Repeat the lines beginning at the one with "Would you mind pointing to the green logo" and running to the end of the material, keeping the first and last of them, exactly as they appear.

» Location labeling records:
-------------------------

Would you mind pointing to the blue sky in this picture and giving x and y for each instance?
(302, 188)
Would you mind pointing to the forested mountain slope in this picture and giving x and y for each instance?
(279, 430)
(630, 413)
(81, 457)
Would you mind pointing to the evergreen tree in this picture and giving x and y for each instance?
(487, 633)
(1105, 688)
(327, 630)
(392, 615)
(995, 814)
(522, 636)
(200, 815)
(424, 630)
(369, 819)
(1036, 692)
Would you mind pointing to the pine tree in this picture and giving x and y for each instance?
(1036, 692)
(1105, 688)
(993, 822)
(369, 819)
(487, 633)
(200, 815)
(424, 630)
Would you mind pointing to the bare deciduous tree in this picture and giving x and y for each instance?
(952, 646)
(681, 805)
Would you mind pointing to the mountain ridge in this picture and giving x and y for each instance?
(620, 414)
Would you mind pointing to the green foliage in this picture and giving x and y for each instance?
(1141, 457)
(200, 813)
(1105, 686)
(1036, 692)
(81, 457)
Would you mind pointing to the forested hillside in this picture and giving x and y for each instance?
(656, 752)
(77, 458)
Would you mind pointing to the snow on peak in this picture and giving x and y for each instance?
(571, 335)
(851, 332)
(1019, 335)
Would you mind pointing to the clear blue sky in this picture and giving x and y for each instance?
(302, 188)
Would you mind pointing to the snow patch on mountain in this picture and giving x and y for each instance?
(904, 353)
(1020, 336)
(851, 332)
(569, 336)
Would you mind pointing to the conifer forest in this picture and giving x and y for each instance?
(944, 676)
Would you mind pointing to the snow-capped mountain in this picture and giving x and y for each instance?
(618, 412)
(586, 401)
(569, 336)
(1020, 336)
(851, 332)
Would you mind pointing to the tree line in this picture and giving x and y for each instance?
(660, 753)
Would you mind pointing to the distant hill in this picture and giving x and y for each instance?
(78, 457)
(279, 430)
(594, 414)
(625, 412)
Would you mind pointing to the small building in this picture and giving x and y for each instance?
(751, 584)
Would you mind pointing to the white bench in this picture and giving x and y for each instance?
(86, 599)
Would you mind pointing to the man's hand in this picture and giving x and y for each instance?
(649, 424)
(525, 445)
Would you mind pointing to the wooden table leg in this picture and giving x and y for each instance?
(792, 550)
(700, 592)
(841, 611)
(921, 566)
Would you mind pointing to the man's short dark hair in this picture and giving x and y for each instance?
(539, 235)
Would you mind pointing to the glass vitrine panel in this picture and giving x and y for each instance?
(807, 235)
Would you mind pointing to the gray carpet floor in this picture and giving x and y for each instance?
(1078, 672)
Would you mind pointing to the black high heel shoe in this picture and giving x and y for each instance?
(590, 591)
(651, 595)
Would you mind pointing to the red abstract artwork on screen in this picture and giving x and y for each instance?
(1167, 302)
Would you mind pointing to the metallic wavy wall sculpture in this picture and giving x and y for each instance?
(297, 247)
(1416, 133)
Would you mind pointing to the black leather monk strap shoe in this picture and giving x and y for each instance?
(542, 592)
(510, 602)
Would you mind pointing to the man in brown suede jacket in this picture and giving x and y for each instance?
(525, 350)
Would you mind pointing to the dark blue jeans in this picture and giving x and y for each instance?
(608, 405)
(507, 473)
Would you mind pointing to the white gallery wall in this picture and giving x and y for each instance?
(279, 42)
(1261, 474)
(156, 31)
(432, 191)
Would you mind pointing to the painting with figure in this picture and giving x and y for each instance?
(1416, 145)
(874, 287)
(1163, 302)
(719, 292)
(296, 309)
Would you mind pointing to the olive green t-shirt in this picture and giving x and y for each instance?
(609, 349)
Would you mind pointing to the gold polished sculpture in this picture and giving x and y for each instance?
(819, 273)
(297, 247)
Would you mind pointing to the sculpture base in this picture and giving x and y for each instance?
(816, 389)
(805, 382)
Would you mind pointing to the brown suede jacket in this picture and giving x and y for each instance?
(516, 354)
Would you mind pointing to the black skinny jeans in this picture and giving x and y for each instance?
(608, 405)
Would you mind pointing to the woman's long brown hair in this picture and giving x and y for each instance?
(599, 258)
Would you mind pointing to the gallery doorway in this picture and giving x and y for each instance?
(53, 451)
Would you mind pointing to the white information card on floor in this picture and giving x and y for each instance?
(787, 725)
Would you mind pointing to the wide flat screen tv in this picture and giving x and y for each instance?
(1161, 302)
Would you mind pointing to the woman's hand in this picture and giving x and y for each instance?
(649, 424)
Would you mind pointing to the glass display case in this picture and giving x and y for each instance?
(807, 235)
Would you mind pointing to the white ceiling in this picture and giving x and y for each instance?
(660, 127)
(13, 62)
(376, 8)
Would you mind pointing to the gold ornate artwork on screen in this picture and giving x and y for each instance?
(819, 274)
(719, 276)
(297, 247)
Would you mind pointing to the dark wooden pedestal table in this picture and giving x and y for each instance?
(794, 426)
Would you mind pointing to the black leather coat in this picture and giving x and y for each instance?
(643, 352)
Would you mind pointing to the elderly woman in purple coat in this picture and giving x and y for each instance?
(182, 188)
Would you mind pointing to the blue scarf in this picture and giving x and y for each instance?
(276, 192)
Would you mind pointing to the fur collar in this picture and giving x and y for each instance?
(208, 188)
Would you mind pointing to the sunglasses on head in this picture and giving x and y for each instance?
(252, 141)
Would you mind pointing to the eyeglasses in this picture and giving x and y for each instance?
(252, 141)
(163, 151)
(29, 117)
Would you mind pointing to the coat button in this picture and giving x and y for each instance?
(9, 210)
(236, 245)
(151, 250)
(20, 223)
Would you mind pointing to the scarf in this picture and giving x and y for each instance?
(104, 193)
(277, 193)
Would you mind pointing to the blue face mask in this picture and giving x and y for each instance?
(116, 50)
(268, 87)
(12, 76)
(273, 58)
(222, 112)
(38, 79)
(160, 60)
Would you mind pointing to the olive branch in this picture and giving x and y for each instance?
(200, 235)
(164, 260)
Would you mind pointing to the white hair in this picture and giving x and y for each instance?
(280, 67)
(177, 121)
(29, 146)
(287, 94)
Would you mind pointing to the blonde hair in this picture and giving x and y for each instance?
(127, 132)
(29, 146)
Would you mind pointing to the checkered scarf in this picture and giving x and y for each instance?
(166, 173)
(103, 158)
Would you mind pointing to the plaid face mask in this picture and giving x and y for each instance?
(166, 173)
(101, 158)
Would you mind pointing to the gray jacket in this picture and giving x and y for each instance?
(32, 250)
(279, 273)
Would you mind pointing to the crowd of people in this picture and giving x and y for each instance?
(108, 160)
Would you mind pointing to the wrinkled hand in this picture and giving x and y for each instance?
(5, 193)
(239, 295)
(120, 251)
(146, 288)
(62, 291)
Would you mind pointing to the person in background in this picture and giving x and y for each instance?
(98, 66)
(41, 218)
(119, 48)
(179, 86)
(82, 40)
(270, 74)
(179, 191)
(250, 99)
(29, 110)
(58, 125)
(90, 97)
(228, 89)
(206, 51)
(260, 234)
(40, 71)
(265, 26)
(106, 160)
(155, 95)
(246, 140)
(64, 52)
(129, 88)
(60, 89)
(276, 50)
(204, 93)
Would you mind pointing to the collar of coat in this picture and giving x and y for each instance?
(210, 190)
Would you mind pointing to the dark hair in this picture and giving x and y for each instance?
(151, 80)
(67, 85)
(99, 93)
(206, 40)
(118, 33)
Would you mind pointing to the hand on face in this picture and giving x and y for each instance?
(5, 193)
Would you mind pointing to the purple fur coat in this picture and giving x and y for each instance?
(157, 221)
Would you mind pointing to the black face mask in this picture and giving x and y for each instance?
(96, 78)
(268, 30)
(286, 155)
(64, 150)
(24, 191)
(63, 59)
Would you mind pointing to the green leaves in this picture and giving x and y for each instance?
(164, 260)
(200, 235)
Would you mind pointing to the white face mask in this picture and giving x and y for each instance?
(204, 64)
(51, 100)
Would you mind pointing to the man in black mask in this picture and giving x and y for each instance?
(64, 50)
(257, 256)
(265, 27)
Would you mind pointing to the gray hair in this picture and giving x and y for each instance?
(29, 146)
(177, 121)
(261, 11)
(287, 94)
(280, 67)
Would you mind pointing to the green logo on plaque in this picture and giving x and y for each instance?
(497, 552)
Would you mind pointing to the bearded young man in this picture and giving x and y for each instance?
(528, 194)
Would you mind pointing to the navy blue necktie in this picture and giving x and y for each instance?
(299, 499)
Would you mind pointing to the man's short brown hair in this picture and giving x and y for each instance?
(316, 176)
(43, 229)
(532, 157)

-------------------------

» SOLUTION FOR THIS TASK:
Would you mind pointing to the green logo on plaque in this picture and giving x and y for each instance?
(497, 552)
Would you mind pointing to the bearded young man in this picture and giving x and y for each instance?
(528, 194)
Would you mind pointing to the navy blue necktie in this picture and giving x and y for each instance?
(299, 499)
Would you mind pointing to the man's short brown hair in this picture and giving x and y for each instance?
(316, 176)
(43, 229)
(532, 157)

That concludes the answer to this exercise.